(Auszug)

MAGALI NIERADKA-STEINER: „EXIL UNTER PALMEN“


Von 1933 bis 1940 war das kleine Fischerdorf Sanary-sur-Mer nahe Toulon gewissermaßen die Hauptstadt der deutschsprachigen Literatur. Eine große Gedenktafel am Tourismusbüro zählt heute 68 Namen von namhaften Künstlern und Intellektuellen auf.
Die deutsch-französische Literaturwissenschaftlerin Magali Nieradka-Steiner hat diese außergewöhnliche Ära eingehend untersucht und in dem Buch „Exil unter Palmen. Deutsche Emigranten in Sanary-sur-Mer“ beschrieben. Sie hat selbst eine Zeitlang in der Region gelebt und intensive Forschungsarbeit betrieben.
Was sich in beeindruckender Weise in dem Werk niederschlägt, denn zu vielen bekannten Fakten kommen so neben viel Zeit- und Lokalkolorit auch immer wieder Originalzitate aus Tagebüchern und Texten der Betroffenen aber auch Auszüge aus amtlichen Dokumenten.
Der erste namhafte Schriftsteller, der den noch heute wunderschönen Fischerort schon Ende der 20er Jahre quasi für sich „entdeckte“, war Aldous Huxley, der später weltberühmte Autor von Werken wie „Schöne neue Welt“. Und als nach Hitlers Machtergreifung 1933 die ersten deutschsprachigen Kollegen hierher strömten, gab es schon einige deutsche Intellektuelle in der Region.
Vor allem Thomas Mann aber motivierte viele, in diesem Dorf an der Côte d'Azur ins Exil zu gehen. Das Klima ist stets milde, vor allem jedoch waren die Lebenshaltungskosten ungleich günstiger als in Paris oder Marseille. Die Autorin stellt jedoch zunächst den Ort – heute ein charmantes Städtchen mit viel Sinn für Kultur bei rund 16.000 Einwohnern – sowie die Landschaft und die Zeit vor 1933 vor.
Als dann die Exilanten hereinströmten, ließen die Einheimischen sie freundlich gleichmütig gewähren. Dabei war es eine sehr vielschichtige Gesellschaft, die sich da samt Familien ansammelte und auch zu Dauergästen in den drei Lokalen vor Ort wurde. Nobelpreisträger Thomas Mann, der quasi den gesamten Clan mit den vielen ebenfalls bekannten Literaten mitbrachte, mietete sich die Villa „La Tranquille“ mit Meeresblick.

(Datenauszüge)
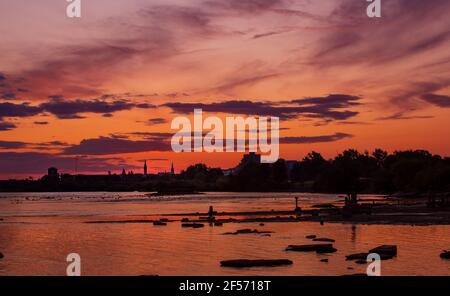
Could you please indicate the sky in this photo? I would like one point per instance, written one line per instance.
(98, 93)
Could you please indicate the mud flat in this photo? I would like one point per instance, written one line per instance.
(318, 248)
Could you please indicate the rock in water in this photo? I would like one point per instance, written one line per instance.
(192, 225)
(324, 239)
(318, 248)
(363, 257)
(389, 250)
(444, 255)
(357, 256)
(239, 263)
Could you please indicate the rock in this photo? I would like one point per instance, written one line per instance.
(445, 255)
(389, 250)
(324, 239)
(247, 231)
(192, 225)
(239, 263)
(318, 248)
(357, 256)
(363, 257)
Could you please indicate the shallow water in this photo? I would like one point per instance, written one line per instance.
(39, 230)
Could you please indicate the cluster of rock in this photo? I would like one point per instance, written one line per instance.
(239, 263)
(247, 231)
(318, 248)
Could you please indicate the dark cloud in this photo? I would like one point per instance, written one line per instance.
(38, 163)
(324, 107)
(8, 96)
(437, 100)
(18, 110)
(250, 7)
(6, 126)
(70, 109)
(403, 116)
(315, 139)
(12, 145)
(43, 145)
(155, 121)
(357, 39)
(67, 109)
(111, 145)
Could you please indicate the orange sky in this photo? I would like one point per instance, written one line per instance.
(104, 88)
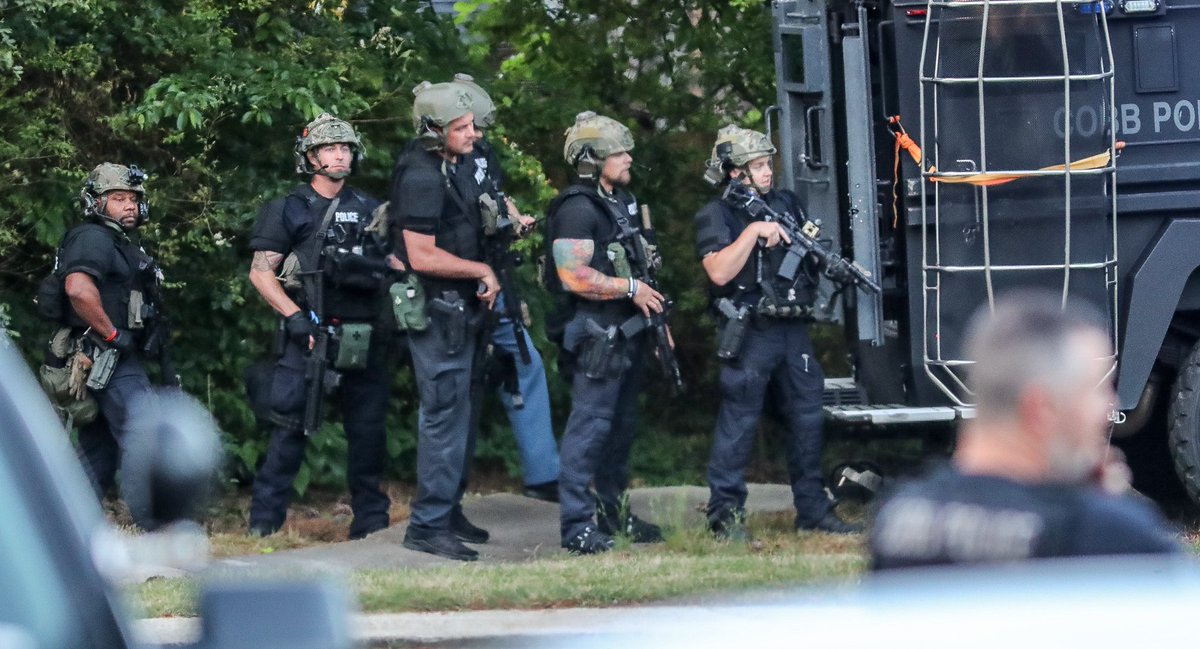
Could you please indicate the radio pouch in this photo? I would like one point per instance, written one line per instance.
(353, 344)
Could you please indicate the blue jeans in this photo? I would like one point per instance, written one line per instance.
(531, 425)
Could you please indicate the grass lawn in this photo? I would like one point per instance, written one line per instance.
(689, 565)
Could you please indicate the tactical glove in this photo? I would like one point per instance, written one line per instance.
(299, 328)
(124, 342)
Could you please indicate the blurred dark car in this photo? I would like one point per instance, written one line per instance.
(58, 553)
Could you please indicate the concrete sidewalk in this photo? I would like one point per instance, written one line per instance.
(522, 529)
(499, 628)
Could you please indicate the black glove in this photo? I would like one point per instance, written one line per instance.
(299, 328)
(124, 341)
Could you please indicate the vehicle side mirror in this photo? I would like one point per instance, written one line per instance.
(285, 614)
(171, 458)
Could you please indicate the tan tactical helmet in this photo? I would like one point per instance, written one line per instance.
(437, 106)
(593, 138)
(327, 130)
(483, 106)
(738, 146)
(109, 176)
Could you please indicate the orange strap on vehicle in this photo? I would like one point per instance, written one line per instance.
(985, 179)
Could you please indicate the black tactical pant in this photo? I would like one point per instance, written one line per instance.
(363, 398)
(599, 434)
(450, 394)
(102, 440)
(780, 352)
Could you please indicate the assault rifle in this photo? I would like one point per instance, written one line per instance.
(643, 265)
(498, 235)
(157, 343)
(319, 379)
(804, 242)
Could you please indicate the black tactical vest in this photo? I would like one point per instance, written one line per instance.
(459, 229)
(132, 270)
(745, 286)
(351, 258)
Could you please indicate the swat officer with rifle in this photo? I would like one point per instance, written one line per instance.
(600, 259)
(105, 296)
(762, 260)
(330, 340)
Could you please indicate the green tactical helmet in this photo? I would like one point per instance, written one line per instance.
(109, 176)
(483, 106)
(593, 138)
(327, 130)
(738, 146)
(437, 106)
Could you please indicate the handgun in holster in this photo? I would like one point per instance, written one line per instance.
(733, 330)
(598, 356)
(453, 320)
(102, 367)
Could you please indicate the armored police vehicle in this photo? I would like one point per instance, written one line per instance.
(958, 148)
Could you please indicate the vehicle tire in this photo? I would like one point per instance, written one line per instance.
(1183, 424)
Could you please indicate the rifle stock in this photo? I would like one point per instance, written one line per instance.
(643, 270)
(835, 266)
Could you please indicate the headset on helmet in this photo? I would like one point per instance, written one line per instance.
(327, 130)
(109, 176)
(435, 106)
(481, 103)
(735, 148)
(593, 138)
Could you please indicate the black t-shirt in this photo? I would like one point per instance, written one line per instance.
(581, 217)
(291, 229)
(112, 259)
(484, 166)
(438, 198)
(954, 518)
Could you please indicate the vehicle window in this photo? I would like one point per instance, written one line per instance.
(33, 596)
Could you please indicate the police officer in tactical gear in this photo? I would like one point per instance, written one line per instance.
(763, 340)
(1032, 474)
(321, 227)
(591, 224)
(437, 229)
(111, 284)
(532, 425)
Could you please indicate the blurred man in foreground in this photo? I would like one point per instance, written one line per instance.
(1032, 475)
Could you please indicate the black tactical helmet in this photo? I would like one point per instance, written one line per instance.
(435, 106)
(736, 146)
(593, 138)
(327, 130)
(109, 176)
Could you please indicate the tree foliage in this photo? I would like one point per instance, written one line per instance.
(209, 95)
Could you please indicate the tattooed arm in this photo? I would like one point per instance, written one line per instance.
(571, 257)
(262, 275)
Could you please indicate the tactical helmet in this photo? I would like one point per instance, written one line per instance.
(738, 146)
(593, 138)
(327, 130)
(436, 106)
(109, 176)
(483, 106)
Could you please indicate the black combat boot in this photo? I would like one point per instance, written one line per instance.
(465, 529)
(442, 542)
(639, 532)
(589, 541)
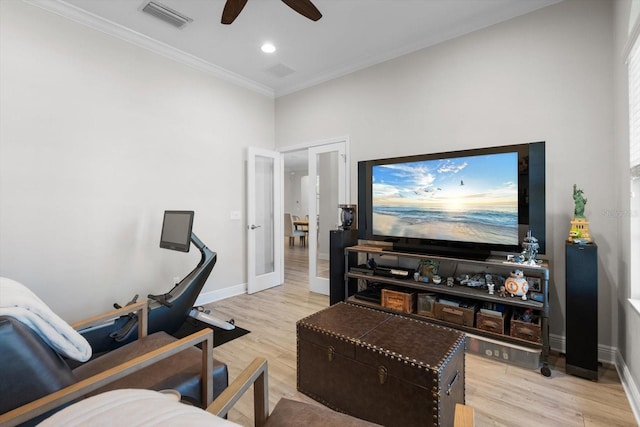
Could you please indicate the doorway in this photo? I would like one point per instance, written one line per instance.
(315, 182)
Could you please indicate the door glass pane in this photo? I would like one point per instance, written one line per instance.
(265, 244)
(326, 207)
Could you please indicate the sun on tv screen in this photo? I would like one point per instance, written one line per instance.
(467, 199)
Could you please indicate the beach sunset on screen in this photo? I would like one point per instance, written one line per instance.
(469, 199)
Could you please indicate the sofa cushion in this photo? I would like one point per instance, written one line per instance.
(180, 372)
(290, 413)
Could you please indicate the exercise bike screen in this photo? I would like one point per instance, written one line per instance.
(176, 230)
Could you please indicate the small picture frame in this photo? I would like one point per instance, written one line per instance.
(535, 284)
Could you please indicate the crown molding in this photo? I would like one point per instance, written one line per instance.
(105, 26)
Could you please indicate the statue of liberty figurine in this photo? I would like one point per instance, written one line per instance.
(580, 201)
(579, 232)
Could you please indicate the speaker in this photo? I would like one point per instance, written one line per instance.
(582, 310)
(338, 241)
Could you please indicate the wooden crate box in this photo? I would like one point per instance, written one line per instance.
(460, 315)
(402, 300)
(427, 304)
(491, 322)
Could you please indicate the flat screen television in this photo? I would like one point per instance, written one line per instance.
(176, 230)
(460, 203)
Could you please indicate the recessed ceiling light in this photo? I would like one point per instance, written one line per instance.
(268, 48)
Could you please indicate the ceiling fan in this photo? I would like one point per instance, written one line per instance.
(232, 9)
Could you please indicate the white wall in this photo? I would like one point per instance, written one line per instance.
(98, 138)
(545, 76)
(626, 13)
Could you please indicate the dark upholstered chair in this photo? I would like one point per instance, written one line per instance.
(30, 369)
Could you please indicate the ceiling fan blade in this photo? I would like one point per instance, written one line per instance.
(305, 8)
(232, 9)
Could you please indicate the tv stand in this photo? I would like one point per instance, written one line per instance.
(459, 253)
(505, 335)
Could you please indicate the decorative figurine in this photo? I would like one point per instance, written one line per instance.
(502, 292)
(527, 315)
(347, 216)
(530, 248)
(579, 231)
(517, 285)
(428, 268)
(579, 201)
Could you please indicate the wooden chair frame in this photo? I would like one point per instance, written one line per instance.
(81, 388)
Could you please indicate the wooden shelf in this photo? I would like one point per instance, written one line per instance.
(491, 265)
(457, 290)
(475, 331)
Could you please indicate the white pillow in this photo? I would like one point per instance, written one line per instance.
(17, 301)
(133, 408)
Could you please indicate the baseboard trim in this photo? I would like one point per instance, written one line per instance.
(220, 294)
(630, 387)
(610, 355)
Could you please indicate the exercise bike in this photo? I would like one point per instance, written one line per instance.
(168, 311)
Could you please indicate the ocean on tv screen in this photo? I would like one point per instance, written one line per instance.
(466, 199)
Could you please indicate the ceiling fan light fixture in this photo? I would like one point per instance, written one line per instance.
(268, 47)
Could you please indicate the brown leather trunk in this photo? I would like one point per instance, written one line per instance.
(381, 367)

(Aufgabe 1) Stimmen die folgenden Aussagen mit dem Auszug überein? Beantworten Sie jede mit Ja oder Nein und zitieren Sie wörtlich die entscheidenden Worte aus dem Auszug: (a) Aldous Huxley war der erste namhafte Schriftsteller, der den Fischerort für sich entdeckte. (b) Die Lebenshaltungskosten in Sanary-sur-Mer waren höher als in Paris. (c) Die Gedenktafel am Tourismusbüro nennt 68 Namen.
(Aufgabe 2) Können Sie die Datensätze als nummerierte Liste ohne Leerzeilen neu fassen, beginnend mit der Zeile mit „Could you please indicate the tv“ und weiter bis zum Ende der Datensätze, beide Enden eingeschlossen?

(Korrekte Ausgabe 1)
(a) Ja: „Der erste namhafte Schriftsteller, der den noch heute wunderschönen Fischerort schon Ende der 20er Jahre quasi für sich „entdeckte“, war Aldous Huxley“
(b) Nein: „die Lebenshaltungskosten ungleich günstiger als in Paris oder Marseille“
(c) Ja: „Eine große Gedenktafel am Tourismusbüro zählt heute 68 Namen von namhaften Künstlern und Intellektuellen auf.“

(Korrekte Ausgabe 2)
1. Could you please indicate the tv stand in this photo? I would like one point per instance, written one line per instance.
2. (459, 253)
3. (505, 335)
4. Could you please indicate the decorative figurine in this photo? I would like one point per instance, written one line per instance.
5. (502, 292)
6. (527, 315)
7. (347, 216)
8. (530, 248)
9. (579, 231)
10. (517, 285)
11. (428, 268)
12. (579, 201)
13. Could you please indicate the wooden chair frame in this photo? I would like one point per instance, written one line per instance.
14. (81, 388)
15. Could you please indicate the wooden shelf in this photo? I would like one point per instance, written one line per instance.
16. (491, 265)
17. (457, 290)
18. (475, 331)
19. Could you please indicate the white pillow in this photo? I would like one point per instance, written one line per instance.
20. (17, 301)
21. (133, 408)
22. Could you please indicate the baseboard trim in this photo? I would like one point per instance, written one line per instance.
23. (220, 294)
24. (630, 387)
25. (610, 355)
26. Could you please indicate the exercise bike in this photo? I would like one point per instance, written one line per instance.
27. (168, 311)
28. Could you please indicate the ocean on tv screen in this photo? I would like one point per instance, written one line per instance.
29. (466, 199)
30. Could you please indicate the ceiling fan light fixture in this photo? I would like one point per instance, written one line per instance.
31. (268, 47)
32. Could you please indicate the brown leather trunk in this photo? I would like one point per instance, written one line per instance.
33. (381, 367)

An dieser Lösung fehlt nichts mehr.